(Pointing dataset listing)
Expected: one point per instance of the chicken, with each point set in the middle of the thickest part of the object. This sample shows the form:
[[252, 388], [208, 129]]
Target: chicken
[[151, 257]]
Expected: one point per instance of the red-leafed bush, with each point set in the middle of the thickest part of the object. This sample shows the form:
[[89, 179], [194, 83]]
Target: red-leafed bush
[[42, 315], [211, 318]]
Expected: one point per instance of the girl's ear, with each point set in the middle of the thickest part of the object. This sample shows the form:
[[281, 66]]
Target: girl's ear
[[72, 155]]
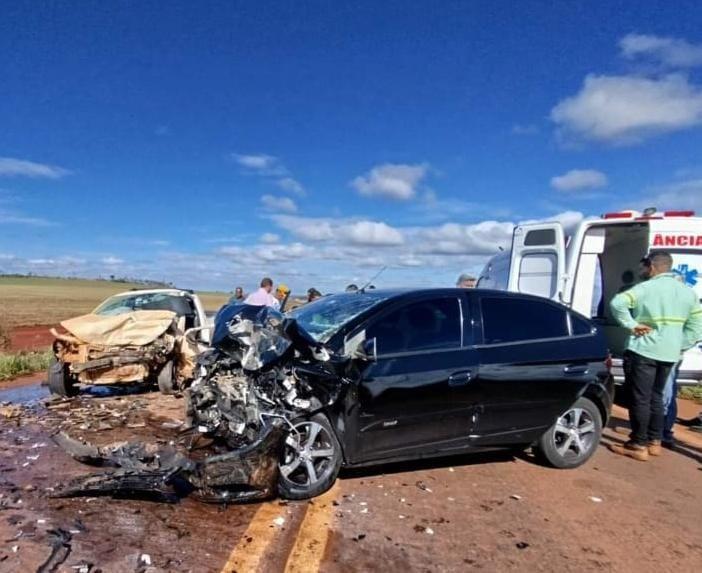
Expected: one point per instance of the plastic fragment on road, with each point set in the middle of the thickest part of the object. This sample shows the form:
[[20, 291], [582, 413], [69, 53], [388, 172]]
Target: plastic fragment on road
[[421, 485]]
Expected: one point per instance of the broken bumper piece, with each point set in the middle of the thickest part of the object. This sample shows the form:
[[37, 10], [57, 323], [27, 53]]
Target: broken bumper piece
[[163, 473]]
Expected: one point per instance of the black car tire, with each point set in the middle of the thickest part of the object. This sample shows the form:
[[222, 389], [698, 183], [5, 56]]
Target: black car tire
[[327, 467], [60, 381], [573, 438], [166, 378]]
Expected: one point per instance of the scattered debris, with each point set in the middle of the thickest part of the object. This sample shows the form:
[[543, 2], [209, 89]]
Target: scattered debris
[[279, 521], [10, 412], [243, 401], [423, 529], [60, 550], [421, 485]]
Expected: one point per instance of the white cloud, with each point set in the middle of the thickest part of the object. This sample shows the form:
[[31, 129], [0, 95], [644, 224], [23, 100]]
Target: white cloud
[[307, 229], [342, 231], [394, 181], [258, 162], [291, 186], [579, 179], [11, 167], [14, 218], [525, 129], [371, 233], [279, 204], [628, 109], [478, 239], [672, 52]]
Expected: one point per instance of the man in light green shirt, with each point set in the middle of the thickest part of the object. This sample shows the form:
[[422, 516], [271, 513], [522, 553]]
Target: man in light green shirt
[[665, 319]]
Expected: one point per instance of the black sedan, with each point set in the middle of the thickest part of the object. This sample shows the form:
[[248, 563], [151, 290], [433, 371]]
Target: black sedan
[[450, 371]]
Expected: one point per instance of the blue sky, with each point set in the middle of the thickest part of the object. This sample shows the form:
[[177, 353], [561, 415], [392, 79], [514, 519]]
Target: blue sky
[[212, 143]]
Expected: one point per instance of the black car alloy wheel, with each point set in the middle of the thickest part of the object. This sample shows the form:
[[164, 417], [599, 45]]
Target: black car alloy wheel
[[311, 459], [573, 439]]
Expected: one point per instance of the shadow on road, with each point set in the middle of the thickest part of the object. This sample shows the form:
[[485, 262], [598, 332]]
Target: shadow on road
[[682, 448], [434, 463]]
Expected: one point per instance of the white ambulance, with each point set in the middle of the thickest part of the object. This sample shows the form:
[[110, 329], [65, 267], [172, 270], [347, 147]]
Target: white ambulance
[[598, 260]]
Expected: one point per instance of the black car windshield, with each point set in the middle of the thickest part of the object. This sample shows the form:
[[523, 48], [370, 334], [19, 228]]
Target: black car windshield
[[120, 304], [324, 317]]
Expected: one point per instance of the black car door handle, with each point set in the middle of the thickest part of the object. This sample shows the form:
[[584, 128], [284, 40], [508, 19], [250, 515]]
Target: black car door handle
[[460, 378], [576, 369]]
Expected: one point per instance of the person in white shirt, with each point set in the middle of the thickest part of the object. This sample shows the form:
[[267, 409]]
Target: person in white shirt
[[263, 296]]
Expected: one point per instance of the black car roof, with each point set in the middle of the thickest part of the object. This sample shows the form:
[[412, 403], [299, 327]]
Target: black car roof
[[410, 293]]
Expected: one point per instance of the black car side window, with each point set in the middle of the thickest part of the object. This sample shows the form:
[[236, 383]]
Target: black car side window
[[579, 325], [426, 325], [512, 319]]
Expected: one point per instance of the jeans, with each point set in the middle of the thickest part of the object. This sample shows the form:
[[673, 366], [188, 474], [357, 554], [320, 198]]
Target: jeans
[[646, 379], [670, 406]]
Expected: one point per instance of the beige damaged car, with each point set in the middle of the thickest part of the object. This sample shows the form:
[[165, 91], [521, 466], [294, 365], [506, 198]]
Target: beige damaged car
[[148, 336]]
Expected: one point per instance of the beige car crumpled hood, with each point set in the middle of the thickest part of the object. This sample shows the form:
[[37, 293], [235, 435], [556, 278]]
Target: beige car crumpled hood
[[137, 328]]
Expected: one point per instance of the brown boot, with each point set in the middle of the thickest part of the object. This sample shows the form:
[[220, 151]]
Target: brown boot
[[630, 450]]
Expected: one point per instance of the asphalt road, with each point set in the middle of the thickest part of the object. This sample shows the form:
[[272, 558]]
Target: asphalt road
[[491, 512]]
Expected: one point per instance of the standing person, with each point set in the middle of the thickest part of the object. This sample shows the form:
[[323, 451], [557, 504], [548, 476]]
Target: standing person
[[466, 281], [281, 295], [263, 296], [238, 296], [664, 318], [313, 294]]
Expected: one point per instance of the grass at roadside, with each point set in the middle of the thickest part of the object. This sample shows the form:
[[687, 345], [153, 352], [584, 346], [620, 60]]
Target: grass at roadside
[[17, 364], [693, 393], [29, 301]]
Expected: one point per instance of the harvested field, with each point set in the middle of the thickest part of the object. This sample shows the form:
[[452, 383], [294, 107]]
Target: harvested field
[[30, 301]]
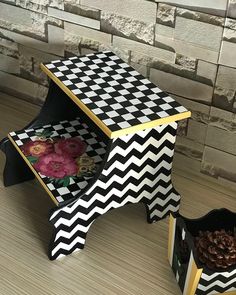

## Given request
Please copy out every line of the listing above, leaving out the pictures.

## Result below
Expected: one point per instance of the chicken, with each point set in the middle of the thickest part of the object. This sample shows the form:
[[252, 388], [208, 129]]
Target: chicken
[[151, 257]]
Expected: one point per instance of the red-leafed bush, with each point set in the middle of the thickest part of the object. This sample shows the form:
[[89, 179], [194, 83]]
Target: red-leafed bush
[[42, 315], [211, 318]]
Expected: one point per instance of the girl's ear, with each point set in the middle of the thickest part of the object. This sample shows the form:
[[281, 66]]
Target: girl's ear
[[72, 155]]
Expected: one point per instance of the plastic fragment on road, with each point set in the middle of the thickest part of the object. This sample shows the form:
[[20, 291], [582, 413], [69, 53], [388, 172]]
Target: plastic fragment on road
[[421, 485]]
Expected: one point per instance of the broken bumper piece, with each point set in the middle of the thickest part of the object. This sample shows the form:
[[37, 10], [57, 323], [27, 53]]
Target: broken bumper piece
[[163, 473]]
Expected: one point per instance of the black car tire, with each point set in the middle of the thickest part of the object. This sample shows the form:
[[222, 389], [698, 183], [5, 56]]
Target: black car tire
[[327, 467], [60, 381], [573, 438], [166, 378]]
Expected: one point per instance of the scattered debris, with each point set in the middle of the thickest part of the object. This sample shows the form:
[[543, 2], [209, 89]]
Target: scattered debris
[[279, 521], [10, 412], [243, 401], [423, 529], [60, 550], [421, 485]]
Expected: one point per instance of the white cloud, with each point set in the middle of the thickest part of the object. This sample shows the form:
[[31, 129], [0, 95], [644, 224], [23, 100]]
Target: white cloud
[[307, 229], [342, 231], [394, 181], [258, 162], [291, 186], [579, 179], [11, 167], [14, 218], [525, 129], [371, 233], [279, 204], [628, 109], [478, 239], [672, 52]]
Expected: one point per instance of the man in light green shirt, with each point set in the middle of the thickest part of the object. This sample shows the form:
[[422, 516], [271, 513], [522, 553]]
Target: man in light green shirt
[[665, 319]]
Expected: one point per instance of the black sedan, with each point set in the middle of the thickest part of the object. This sample shows the form:
[[248, 563], [151, 290], [433, 371]]
Target: black sedan
[[450, 371]]
Expected: one point per instance of the blue sky, with each point set in the middle of the thickest part of the object. This sample shows the form:
[[177, 353], [561, 415], [392, 79], [514, 519]]
Target: blue sky
[[212, 143]]
Expected: one point per instance of the black car alloy wheel, with each point set in the middle of the thickest part of the object. This sample shows the form:
[[164, 417], [599, 45]]
Target: black car alloy wheel
[[311, 459], [573, 439]]
Expected: one point per instance of the shadow on road, with each point set in the middle of the thickest part of the object. This sample shows the form:
[[485, 262], [598, 332]]
Target: shadow on road
[[682, 448], [434, 463]]
Expected: one point per instance of the white ambulance, with each point set in the middle of the thickest part of the object. This sample shows the form:
[[110, 329], [65, 267], [172, 270], [347, 147]]
Target: white ambulance
[[598, 260]]
Expected: one point per instance of the black car windshield, with each point set in the middle of the thickest part of the object. This sample shows the form:
[[523, 48], [370, 334], [19, 228]]
Target: black car windshield
[[120, 304], [324, 317]]
Expected: one point per instance of the black car door handle, with each point set in the middle of the thickest part of the object. This sample shows the form:
[[584, 128], [284, 40], [508, 19], [250, 515]]
Target: black car door handle
[[460, 378], [576, 369]]
Expected: one point per instance of the person in white shirt, with each point set in the middle of the thickest part of the object. This sample shows the form:
[[267, 409]]
Target: person in white shirt
[[263, 296]]
Expected: one point per instance of the black car roof, with each point set in the middle of the thickest part of the object. This sample shows the form:
[[412, 403], [299, 327]]
Target: black car roof
[[410, 293]]
Expected: one point per instance of the black car side window, with each point set in the middle of the thickest part of the object. This sample shows the form:
[[236, 383]]
Target: black car side window
[[579, 325], [426, 325], [512, 319]]
Expected: one point per instance of the jeans, with each point set in the middle of the thickest part of the object. This sample shows the form:
[[673, 366], [188, 474], [357, 554], [320, 198]]
Target: jeans
[[646, 379], [670, 406]]
Expected: one point per instance of the beige damaged car, with each point set in the middle of the thickest part of the object. This sample shows the form:
[[165, 91], [521, 466], [294, 365], [506, 198]]
Target: beige damaged car
[[148, 336]]
Expected: one point per instance of the beige car crumpled hood, with each point set in the middle of the thickest part of the object. This sample shows the form:
[[37, 293], [235, 435], [556, 278]]
Target: beige car crumpled hood
[[137, 328]]
Expected: one point per instance of the brown boot, with each point set in the middle of the thickest part of the object. This sample shows the form:
[[220, 151]]
Target: brown boot
[[630, 450]]
Expected: one point per instance of the asphalt road, with each point set in the middle of the thickest part of the object. This sample shows the form:
[[272, 558]]
Target: asphalt road
[[491, 512]]
Expected: one point per instance of the standing person, with each point set in the middle of the thickest part of the object. This sample shows the form:
[[323, 451], [557, 504], [548, 476]]
Target: standing person
[[466, 281], [281, 295], [263, 296], [238, 296], [664, 318], [313, 294]]
Expected: one point per instance of the grass at roadside, with each point set in the middle of the thickest part of the object. This sample shows the form:
[[687, 345], [153, 352], [584, 346], [620, 60]]
Target: grass at roadside
[[17, 364], [693, 393], [29, 301]]
Expected: one point per instance of the harvested field, with each point set in the middle of the thickest part of the object. This sample shows the form:
[[452, 383], [294, 107]]
Target: harvested field
[[30, 301]]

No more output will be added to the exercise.